**TASK DETAILS**
Write out everything from the line containing "of the snow-covered" down to the line containing "41 108 L 46", swapping "snow-covered slope" for "snowy hillside" and leaving the rest of those lines unchanged.

[START LISTED RECORDS]

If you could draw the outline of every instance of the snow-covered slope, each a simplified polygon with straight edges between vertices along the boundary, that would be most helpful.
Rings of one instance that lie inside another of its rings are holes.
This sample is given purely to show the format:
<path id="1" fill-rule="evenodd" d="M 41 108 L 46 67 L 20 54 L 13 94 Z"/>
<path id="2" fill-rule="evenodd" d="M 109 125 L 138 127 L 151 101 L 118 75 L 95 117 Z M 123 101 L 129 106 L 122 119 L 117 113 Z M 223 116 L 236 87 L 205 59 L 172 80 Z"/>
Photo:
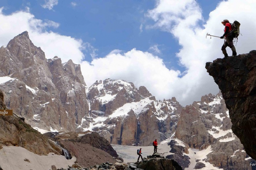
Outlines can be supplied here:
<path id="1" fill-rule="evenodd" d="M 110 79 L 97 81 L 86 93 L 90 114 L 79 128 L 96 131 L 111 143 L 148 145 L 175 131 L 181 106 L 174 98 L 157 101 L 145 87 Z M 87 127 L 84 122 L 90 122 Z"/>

[END LISTED RECORDS]
[START LISTED RECORDS]

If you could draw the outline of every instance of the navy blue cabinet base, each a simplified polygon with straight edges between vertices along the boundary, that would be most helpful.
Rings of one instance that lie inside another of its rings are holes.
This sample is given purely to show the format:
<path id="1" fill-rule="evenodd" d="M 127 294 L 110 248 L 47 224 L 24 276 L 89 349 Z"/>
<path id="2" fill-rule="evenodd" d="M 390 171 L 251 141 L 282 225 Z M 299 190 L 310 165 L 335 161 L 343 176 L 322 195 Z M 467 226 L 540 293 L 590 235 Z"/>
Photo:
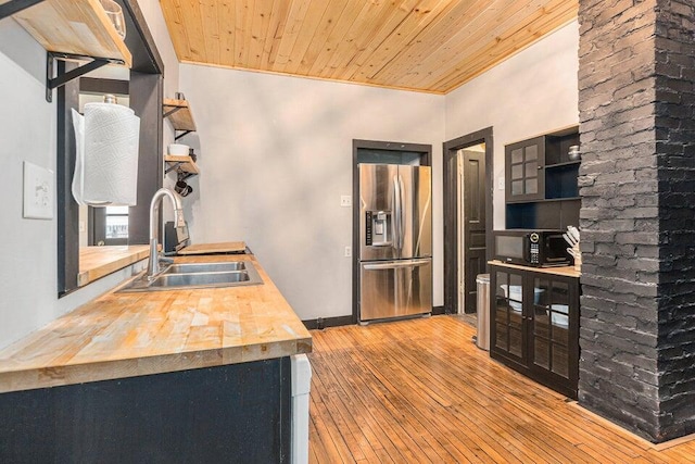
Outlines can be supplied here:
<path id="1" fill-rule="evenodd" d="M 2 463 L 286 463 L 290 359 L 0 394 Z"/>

[END LISTED RECORDS]

**FULL SOLUTION**
If you could draw the outline of every instance of the snowy hillside, each a simplified polygon with straight edges between vertices along the boundary, that would be most helpful.
Rings of one instance that lie inside another of its rings are holes.
This sample is given purely to show the format:
<path id="1" fill-rule="evenodd" d="M 41 108 L 46 67 L 20 54 L 13 94 Z"/>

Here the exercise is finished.